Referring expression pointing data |
^^^^^^^^^^^^^^^^

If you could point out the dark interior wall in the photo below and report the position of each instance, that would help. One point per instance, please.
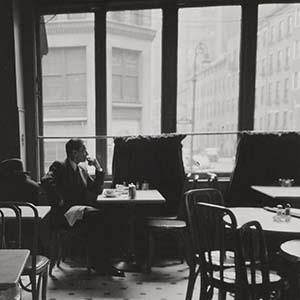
(9, 120)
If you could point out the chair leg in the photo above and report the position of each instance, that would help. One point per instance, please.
(150, 250)
(191, 282)
(206, 291)
(34, 290)
(45, 285)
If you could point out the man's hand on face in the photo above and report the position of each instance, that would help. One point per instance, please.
(94, 162)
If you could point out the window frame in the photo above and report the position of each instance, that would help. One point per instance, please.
(248, 48)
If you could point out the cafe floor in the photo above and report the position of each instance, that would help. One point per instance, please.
(167, 281)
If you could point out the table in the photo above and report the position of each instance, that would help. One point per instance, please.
(287, 194)
(265, 218)
(12, 262)
(291, 251)
(142, 197)
(26, 212)
(278, 230)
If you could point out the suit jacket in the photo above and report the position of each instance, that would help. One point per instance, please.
(61, 183)
(19, 188)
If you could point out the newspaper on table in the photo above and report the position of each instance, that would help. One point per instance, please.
(76, 212)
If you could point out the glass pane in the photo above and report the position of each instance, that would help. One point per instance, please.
(133, 73)
(208, 77)
(277, 104)
(68, 97)
(210, 159)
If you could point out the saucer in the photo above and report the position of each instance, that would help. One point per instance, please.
(110, 195)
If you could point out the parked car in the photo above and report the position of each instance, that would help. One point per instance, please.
(198, 163)
(212, 154)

^^^^^^^^^^^^^^^^

The task | Find the line that contains "If you could point out the newspaper". Copy it and every line after it to the end of the records, exactly, and nothing more.

Solution to the exercise |
If you could point out the newspaper on table in the photo above and report the position of each instance, that would help. One point per instance, please.
(76, 212)
If you could point out the glass pane in the photo above and report the position of each instance, that would help. One point per instance, please.
(133, 73)
(208, 77)
(277, 104)
(68, 97)
(210, 159)
If you could point out the saucer in the photo above and report the position of each instance, that would help. One point per instance, please.
(110, 195)
If you could point out the parked car in the photo above and report the position of each instance, that would help. One point per instance, please.
(198, 163)
(212, 154)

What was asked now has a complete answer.